◆ **Excerpt**:
Start of Block

Lincoln wanted to keep the border states of Maryland, Virginia, Tennessee, Kentucky, and North Carolina from seceding.
Once the Confederacy seceded and started shooting the value of Corwin’s (13th) amendment ended.
The South could have protected and constitutionally legalized slavery and prevented the Civil War. The ratification votes were at hand. Lincoln believed the Constitution supported it.
Our FRiend birdie is well-versed in revisionism.
Never claimed that being a Confederate prisoner in a Union prison was a walk in the park. Just that a more Union prisoners died in Confederate captivity, than Confederate prisoners in Union captivity. That is a fact.
False
26,436 Confederates died in Northern prisons and 22,576 Union soldiers died in Southern prisons. Considering the fact that the South held approximately fifty thousand more prisoners, the death rate in Northern prisons was about twelve percent whereas the death rate in Southern prisons was roughly eight percent.
“The Preamble of the Constitution ......... is quite simply false”
So, you think the Constitution is false and the Federalist Papers have the force of law????

End of Block

◆ **Data extracts**:

Start of Block

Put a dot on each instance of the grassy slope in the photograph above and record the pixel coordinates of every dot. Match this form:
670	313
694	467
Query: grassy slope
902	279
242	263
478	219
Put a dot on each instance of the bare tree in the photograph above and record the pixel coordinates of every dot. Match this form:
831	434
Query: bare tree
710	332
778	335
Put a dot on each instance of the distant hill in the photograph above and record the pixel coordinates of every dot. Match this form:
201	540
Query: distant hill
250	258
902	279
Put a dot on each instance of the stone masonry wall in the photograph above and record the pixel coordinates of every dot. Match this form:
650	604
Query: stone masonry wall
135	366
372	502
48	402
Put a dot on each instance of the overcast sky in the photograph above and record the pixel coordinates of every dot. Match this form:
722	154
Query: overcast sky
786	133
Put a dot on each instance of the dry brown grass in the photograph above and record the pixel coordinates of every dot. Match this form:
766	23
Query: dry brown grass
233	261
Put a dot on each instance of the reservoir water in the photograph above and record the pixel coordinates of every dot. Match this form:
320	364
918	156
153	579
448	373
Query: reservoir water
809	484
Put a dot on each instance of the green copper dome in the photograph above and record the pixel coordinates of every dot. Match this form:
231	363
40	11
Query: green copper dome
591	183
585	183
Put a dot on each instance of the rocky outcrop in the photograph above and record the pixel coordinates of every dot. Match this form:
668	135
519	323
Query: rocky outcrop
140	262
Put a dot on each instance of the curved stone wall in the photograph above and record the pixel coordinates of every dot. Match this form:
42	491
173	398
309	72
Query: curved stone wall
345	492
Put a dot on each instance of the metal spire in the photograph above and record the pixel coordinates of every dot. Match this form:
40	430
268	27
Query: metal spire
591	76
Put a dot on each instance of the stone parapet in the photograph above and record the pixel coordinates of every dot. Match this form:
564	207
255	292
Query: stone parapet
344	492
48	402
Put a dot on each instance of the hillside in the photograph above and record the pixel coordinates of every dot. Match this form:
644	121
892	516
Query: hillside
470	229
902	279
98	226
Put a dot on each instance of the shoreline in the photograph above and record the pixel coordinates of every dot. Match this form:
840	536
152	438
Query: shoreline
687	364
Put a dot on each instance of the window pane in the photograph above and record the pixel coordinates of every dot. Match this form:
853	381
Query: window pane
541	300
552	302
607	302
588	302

End of Block

◆ **Task details**:
Can you reproduce the passage of the Civil War excerpt starting with "Once the Confederacy" and going on through "Constitution supported it."? The entries have nothing to do with what you're asked to do here.

◆ **Response box**:
Once the Confederacy seceded and started shooting the value of Corwin’s (13th) amendment ended.
The South could have protected and constitutionally legalized slavery and prevented the Civil War. The ratification votes were at hand. Lincoln believed the Constitution supported it.